▸ **Data for review**:
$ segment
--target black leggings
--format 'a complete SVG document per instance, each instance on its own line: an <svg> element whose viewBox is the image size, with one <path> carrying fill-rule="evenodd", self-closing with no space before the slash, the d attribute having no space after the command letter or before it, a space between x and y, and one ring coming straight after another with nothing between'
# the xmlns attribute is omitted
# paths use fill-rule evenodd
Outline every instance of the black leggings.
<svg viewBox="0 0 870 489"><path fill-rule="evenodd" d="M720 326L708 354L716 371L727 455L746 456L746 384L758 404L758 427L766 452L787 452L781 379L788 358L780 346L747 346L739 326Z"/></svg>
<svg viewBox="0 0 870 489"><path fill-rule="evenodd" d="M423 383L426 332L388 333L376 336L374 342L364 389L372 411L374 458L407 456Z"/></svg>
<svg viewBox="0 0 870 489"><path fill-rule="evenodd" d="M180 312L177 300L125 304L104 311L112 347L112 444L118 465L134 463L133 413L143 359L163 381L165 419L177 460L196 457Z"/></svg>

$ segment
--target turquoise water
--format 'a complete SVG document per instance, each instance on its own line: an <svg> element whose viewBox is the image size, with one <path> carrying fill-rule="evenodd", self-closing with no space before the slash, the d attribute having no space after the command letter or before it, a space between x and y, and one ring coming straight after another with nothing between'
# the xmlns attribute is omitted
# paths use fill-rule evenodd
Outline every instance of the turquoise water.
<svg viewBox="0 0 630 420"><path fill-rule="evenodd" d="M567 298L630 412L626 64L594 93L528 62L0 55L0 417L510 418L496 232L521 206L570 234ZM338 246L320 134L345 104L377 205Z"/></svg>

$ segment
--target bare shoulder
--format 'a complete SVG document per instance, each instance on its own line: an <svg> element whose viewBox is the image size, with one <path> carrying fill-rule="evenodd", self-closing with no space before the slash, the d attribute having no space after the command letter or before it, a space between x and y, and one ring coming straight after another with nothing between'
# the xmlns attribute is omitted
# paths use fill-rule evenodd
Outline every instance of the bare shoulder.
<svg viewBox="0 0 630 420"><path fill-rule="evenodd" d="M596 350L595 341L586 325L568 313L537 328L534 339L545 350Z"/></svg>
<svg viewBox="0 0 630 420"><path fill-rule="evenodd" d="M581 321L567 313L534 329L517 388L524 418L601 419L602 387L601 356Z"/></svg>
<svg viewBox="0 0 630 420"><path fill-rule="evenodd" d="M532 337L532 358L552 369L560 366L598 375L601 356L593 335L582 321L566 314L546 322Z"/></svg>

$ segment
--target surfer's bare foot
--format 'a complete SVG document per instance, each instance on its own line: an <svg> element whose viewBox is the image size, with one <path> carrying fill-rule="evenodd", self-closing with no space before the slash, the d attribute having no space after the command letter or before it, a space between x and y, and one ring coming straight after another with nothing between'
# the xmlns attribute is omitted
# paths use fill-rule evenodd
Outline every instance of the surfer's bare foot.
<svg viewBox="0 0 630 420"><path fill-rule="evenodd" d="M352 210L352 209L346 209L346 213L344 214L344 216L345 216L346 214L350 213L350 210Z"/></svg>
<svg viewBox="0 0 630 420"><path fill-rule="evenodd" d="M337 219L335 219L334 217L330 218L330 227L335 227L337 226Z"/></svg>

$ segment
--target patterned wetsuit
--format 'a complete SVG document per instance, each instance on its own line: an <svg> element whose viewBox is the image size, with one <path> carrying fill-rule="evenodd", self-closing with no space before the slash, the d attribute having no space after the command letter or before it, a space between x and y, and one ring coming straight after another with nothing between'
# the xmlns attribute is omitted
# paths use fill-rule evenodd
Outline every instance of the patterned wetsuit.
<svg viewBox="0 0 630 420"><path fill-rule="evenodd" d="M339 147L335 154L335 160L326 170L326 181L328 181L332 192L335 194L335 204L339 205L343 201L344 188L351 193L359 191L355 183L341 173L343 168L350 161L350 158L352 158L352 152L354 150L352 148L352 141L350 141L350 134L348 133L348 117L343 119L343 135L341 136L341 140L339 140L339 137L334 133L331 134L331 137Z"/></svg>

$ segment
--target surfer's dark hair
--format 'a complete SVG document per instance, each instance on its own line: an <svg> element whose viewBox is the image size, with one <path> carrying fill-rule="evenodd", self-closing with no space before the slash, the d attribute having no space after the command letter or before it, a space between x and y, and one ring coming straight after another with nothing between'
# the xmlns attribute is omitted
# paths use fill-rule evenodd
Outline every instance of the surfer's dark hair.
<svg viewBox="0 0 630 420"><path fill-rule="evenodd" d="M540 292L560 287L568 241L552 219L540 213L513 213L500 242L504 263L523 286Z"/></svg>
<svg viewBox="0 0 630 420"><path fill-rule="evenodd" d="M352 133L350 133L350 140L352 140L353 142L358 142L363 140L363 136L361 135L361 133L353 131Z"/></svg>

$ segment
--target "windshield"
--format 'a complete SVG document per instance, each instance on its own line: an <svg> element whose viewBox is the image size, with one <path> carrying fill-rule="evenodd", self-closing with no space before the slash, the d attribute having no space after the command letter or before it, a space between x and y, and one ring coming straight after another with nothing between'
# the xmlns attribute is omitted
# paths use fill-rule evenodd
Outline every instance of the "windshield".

▸ **What to work on**: Copy out every line of the listing that contains the string "target".

▸ **Output for this exercise**:
--target black leggings
--target turquoise water
--target bare shoulder
--target surfer's bare foot
--target patterned wetsuit
--target surfer's dark hair
--target "windshield"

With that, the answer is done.